Problem details: Decide whether each statement agrees with the news report below on the Baghdad hospital attack. Answer yes or no for each and quote the words from the report that settle it. (a) Four coronavirus patients suffocated when their ventilators shut down. (b) The attackers escaped without being arrested. (c) The two hospital fires happened more than a year apart.

Angry relatives of COVID-19 patient attack Baghdad hospital after deadly power outage

The Iraqi capital of Baghdad. (Photo: AFP/Getty Images)
The Iraqi capital of Baghdad. (Photo: AFP/Getty Images)

ERBIL (Kurdistan 24) – Following the death of a relative being treated for COVID-19 at a northern Baghdad hospital, Iraqi police announced on Sunday that several angry male family members had attacked the facility.

Roughly 10 gunmen stormed al-Kindi Hospital following the death of four coronavirus patients who suffocated when the ventilators they relied on to breathe shut down as a result of the nation's chronic power outages, a security source told AFP.

He added that the assailants were family members of one of the dead, enraged by the circumstances of the deaths.

The perpetrators, said police, were later arrested.

Since the coronavirus began spreading around Iraq in early 2020, under-resourced health workers have been the victims of abuse and retributive attacks by relatives of patients and other visitors. The attackers usually blame the death of their loved ones on health care providers who often lack sufficient resources to provide proper care.

Baghdad is still reeling from the second of two catastrophic hospital fires in less than three months that together resulted in the death of some 140 at coronavirus wards, according to government figures.

Also last week, Iraqi health officials reiterated previous warnings that increased coronavirus numbers continue to pose a serious threat, largely as a result of the general public's lack of cooperation with measures such as masking and social distancing as well as delays on the rollout of a national vaccination program.

Read More: COVID-19: As new daily cases near 10,000, Iraq hints at return of full curfew, border closures

The total number of coronavirus infections in Iraq since the first confirmed case in Feb. 2020 has reached nearly 1,5 million, nearly 18,000 of them proving fatal.

Supplied material:
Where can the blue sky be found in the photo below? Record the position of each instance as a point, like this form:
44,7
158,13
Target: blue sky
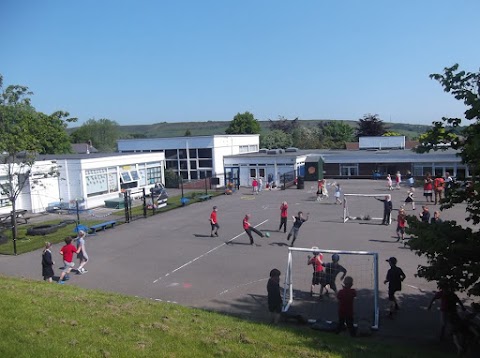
142,62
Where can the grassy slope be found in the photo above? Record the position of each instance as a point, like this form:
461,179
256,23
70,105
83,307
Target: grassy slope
48,320
210,128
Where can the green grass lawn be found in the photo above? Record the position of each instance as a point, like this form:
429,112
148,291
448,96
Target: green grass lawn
39,319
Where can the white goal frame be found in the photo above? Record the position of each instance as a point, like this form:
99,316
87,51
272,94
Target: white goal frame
346,214
288,286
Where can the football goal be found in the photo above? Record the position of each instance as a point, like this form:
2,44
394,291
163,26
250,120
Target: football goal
363,207
362,266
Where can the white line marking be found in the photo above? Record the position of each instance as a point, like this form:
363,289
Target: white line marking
245,284
206,253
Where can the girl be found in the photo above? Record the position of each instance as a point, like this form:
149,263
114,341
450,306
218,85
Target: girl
82,255
410,198
338,192
47,263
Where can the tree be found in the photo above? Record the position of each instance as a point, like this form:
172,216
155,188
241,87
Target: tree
103,134
453,251
275,139
370,125
243,123
24,133
335,134
284,124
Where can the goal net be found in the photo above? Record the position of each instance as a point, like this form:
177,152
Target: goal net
362,266
363,207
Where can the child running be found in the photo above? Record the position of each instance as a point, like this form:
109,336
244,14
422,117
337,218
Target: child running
67,252
394,278
283,217
410,198
81,253
401,222
213,222
47,263
297,222
274,297
249,228
332,269
317,262
346,297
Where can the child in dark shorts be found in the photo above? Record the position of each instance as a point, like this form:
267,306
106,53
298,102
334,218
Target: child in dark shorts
346,298
274,297
332,269
394,278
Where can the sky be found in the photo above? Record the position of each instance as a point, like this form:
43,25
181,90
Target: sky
144,62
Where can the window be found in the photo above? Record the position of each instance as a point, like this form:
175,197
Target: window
205,153
205,163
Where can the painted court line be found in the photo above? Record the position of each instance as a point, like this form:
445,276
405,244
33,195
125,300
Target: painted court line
204,254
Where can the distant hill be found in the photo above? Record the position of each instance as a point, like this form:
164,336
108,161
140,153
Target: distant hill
178,129
165,130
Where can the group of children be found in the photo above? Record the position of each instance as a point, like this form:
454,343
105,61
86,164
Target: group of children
326,275
67,251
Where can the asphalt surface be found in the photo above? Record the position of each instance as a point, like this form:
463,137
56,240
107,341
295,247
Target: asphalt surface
171,257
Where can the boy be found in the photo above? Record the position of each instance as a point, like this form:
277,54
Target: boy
274,297
297,222
317,262
283,217
394,278
346,297
448,308
249,228
214,222
425,214
387,209
401,222
332,269
67,251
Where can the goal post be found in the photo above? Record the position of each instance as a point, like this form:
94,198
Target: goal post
354,207
362,266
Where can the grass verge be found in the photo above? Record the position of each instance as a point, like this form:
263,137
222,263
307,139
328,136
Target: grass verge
39,319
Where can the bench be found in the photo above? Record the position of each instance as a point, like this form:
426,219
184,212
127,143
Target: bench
101,226
205,197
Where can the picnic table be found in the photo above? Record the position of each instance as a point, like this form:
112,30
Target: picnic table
6,219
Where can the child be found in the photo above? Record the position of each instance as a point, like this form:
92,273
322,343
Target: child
394,278
249,228
389,182
401,222
274,297
297,222
213,222
338,192
283,217
81,252
425,214
387,209
47,263
67,251
346,297
410,198
317,262
448,309
332,269
436,218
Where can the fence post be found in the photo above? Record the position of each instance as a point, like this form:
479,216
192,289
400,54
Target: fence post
145,204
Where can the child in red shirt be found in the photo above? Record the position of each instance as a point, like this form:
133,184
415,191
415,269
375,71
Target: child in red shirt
346,297
214,222
67,251
283,217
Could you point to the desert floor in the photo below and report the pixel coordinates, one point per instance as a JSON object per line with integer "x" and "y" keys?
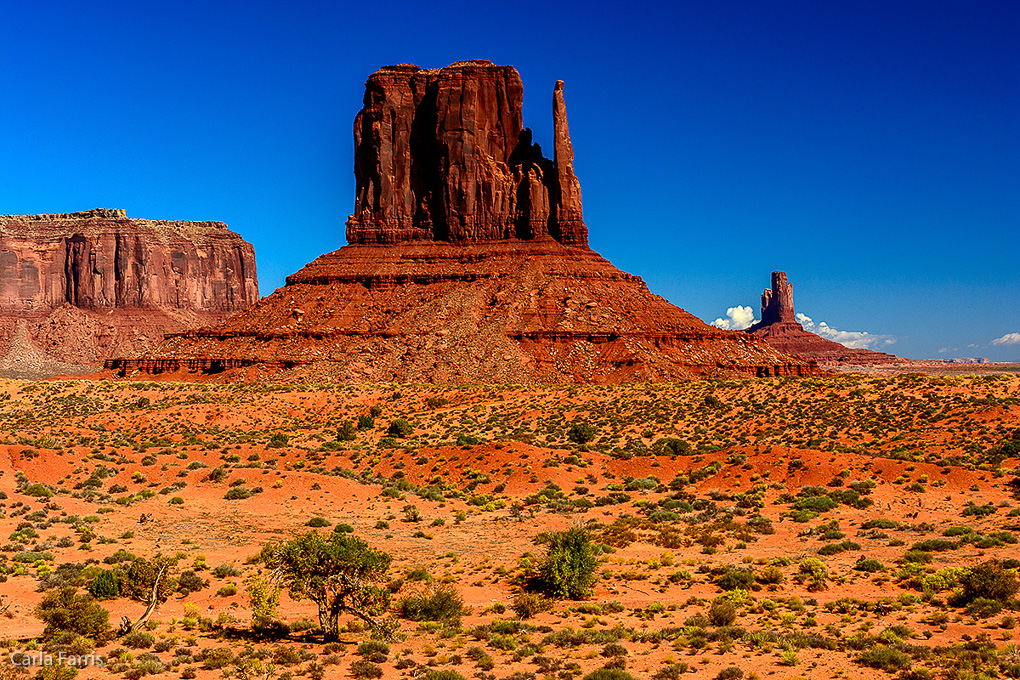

Result of this exercise:
(a) Yes: "the death of four coronavirus patients who suffocated when the ventilators they relied on to breathe shut down"
(b) No: "The perpetrators, said police, were later arrested."
(c) No: "the second of two catastrophic hospital fires in less than three months"